Entries from a pointing dataset

## BEGIN

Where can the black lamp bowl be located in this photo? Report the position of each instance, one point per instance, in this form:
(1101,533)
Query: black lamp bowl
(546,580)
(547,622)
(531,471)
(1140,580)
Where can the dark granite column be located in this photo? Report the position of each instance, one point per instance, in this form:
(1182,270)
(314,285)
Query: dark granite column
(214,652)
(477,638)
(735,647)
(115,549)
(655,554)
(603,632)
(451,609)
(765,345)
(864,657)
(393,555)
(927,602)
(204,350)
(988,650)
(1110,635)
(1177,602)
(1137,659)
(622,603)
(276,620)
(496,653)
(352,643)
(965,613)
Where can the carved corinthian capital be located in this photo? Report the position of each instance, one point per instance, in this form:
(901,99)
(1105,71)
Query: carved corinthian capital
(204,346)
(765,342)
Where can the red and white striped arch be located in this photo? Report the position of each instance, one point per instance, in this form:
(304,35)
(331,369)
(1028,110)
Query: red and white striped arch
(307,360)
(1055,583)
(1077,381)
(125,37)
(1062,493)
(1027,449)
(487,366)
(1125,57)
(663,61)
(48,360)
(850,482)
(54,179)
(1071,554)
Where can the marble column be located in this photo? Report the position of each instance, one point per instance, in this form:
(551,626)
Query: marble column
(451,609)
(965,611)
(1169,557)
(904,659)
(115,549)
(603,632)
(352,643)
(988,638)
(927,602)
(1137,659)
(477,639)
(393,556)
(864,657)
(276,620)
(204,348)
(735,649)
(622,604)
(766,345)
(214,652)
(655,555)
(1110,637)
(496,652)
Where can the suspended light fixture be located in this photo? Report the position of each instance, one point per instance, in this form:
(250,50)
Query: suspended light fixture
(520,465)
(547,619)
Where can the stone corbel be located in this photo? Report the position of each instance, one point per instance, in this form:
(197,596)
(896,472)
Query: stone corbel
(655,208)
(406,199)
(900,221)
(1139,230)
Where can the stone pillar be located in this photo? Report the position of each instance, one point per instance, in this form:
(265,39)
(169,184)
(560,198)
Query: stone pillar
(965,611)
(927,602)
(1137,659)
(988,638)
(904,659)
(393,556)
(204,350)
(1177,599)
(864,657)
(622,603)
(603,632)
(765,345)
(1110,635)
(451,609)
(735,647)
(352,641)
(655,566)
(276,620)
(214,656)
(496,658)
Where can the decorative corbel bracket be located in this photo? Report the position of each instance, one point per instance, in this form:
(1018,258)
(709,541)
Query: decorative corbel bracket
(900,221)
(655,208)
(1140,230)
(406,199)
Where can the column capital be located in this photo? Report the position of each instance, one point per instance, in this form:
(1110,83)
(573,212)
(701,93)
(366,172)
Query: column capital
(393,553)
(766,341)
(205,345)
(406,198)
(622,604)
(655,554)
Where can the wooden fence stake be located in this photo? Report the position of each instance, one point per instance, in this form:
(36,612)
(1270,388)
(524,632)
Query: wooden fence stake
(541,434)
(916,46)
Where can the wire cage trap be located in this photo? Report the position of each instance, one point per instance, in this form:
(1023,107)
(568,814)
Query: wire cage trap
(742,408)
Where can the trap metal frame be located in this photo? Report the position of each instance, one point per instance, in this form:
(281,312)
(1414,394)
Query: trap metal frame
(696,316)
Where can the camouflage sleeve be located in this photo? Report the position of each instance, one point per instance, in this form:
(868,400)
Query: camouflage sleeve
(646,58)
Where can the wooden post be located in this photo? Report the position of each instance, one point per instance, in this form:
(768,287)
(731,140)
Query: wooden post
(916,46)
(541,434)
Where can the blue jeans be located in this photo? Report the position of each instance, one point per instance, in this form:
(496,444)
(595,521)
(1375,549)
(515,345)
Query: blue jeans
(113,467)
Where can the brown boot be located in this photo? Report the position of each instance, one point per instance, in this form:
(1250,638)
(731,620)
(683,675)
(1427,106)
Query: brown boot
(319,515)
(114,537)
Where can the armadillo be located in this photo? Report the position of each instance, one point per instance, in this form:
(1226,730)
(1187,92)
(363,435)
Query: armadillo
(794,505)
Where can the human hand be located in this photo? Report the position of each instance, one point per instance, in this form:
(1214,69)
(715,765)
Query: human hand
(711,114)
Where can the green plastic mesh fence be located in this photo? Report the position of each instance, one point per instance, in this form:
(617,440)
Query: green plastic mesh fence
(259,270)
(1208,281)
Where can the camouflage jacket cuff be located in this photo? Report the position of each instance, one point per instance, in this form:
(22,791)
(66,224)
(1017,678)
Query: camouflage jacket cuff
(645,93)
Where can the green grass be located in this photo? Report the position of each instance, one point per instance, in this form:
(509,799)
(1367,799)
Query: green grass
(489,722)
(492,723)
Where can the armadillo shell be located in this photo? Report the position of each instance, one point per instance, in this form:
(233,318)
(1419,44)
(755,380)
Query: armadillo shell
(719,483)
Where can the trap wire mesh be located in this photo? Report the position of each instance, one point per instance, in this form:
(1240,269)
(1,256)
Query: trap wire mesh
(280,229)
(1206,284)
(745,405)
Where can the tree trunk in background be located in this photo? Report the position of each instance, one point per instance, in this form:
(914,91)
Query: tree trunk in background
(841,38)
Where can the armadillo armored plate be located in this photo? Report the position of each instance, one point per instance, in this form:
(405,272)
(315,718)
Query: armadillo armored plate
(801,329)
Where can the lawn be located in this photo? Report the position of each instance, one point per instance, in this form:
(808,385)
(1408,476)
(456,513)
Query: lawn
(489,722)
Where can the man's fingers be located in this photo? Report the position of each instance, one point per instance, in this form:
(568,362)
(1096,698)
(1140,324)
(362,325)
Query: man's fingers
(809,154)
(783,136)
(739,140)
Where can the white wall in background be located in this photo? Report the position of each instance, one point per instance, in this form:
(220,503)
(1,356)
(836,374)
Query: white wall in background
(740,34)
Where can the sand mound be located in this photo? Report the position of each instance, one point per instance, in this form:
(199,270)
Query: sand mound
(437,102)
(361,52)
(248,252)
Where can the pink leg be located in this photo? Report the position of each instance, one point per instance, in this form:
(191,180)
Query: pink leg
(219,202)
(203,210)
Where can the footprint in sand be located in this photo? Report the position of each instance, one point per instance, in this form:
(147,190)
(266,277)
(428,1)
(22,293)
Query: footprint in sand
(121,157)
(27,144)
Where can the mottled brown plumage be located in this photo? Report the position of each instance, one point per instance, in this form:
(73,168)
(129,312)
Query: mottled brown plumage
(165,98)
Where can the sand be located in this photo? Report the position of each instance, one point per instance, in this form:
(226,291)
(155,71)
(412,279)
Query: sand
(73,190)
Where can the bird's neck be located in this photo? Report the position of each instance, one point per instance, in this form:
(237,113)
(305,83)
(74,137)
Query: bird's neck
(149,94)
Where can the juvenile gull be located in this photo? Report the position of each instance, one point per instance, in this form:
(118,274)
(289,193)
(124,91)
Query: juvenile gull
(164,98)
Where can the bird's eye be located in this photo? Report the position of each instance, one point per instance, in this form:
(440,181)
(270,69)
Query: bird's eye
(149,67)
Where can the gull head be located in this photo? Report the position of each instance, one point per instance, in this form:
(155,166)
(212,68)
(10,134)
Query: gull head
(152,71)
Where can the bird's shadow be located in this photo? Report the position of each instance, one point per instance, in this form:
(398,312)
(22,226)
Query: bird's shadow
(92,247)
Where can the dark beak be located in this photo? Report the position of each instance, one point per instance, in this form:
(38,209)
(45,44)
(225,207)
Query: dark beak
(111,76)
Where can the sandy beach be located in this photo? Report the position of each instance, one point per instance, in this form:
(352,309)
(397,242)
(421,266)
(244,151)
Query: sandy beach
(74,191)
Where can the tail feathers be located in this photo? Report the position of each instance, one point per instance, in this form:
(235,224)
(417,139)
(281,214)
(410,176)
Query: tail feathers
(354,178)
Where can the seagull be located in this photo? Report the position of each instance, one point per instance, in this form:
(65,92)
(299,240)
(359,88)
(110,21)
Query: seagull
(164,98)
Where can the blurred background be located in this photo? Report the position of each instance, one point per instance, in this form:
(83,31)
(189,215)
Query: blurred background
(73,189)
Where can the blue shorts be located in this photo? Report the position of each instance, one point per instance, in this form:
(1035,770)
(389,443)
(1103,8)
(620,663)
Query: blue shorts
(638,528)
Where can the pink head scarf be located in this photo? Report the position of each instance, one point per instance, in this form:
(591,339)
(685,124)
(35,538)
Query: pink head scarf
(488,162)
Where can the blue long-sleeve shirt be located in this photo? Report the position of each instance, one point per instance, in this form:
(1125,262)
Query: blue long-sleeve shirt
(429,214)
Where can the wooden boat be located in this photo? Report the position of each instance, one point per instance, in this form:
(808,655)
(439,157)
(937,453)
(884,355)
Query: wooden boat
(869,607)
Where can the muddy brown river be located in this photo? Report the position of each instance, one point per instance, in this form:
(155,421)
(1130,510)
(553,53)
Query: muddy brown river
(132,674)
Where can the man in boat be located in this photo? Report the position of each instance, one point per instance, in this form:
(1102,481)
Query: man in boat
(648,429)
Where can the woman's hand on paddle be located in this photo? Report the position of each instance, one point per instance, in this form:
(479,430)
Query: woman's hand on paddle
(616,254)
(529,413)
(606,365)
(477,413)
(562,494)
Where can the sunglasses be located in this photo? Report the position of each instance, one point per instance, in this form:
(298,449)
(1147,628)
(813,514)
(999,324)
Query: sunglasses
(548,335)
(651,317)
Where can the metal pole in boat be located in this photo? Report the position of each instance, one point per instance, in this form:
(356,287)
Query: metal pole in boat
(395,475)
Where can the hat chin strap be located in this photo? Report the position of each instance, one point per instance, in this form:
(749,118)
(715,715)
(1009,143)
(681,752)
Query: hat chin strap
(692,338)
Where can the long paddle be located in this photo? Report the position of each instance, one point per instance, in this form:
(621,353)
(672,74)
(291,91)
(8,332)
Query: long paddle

## END

● GIVEN REQUEST: Your task is to output exactly the lines running from the one with "Where can the muddy" through the final line of the material above, with both ends included.

● EXERCISE RESPONSE:
Where can the muddy brown river be located in this photo? Report the position of each instance, one point per instance, in this form:
(155,421)
(1130,510)
(553,53)
Query: muddy brown river
(132,674)
Where can the man in boat be located in this photo? Report the position of each instance, one point per instance, in this form:
(1102,481)
Query: man in boat
(648,429)
Where can the woman's hand on paddle be located in this photo? Report the position of each instance, one point per instance, in this form:
(479,430)
Query: woman's hand on paddle
(616,254)
(529,413)
(606,365)
(477,413)
(562,494)
Where can the sunglasses be located in this photo? Report the position of each instance, one point per instance, in this form:
(298,449)
(1147,628)
(813,514)
(999,324)
Query: sunglasses
(548,335)
(651,317)
Where can the metal pole in boat be located in this photo? Report the position of each instance, one point per instance, in this form:
(356,287)
Query: metal pole in boat
(395,475)
Where can the hat chin strap be located in this photo? Report the position of each instance, one point per instance, in this form:
(749,118)
(715,715)
(1009,143)
(681,752)
Query: hat chin strap
(692,338)
Where can the long paddle be located in this photo? Report the position of each instance, one point per instance, in this form:
(621,353)
(672,74)
(291,91)
(8,332)
Query: long paddle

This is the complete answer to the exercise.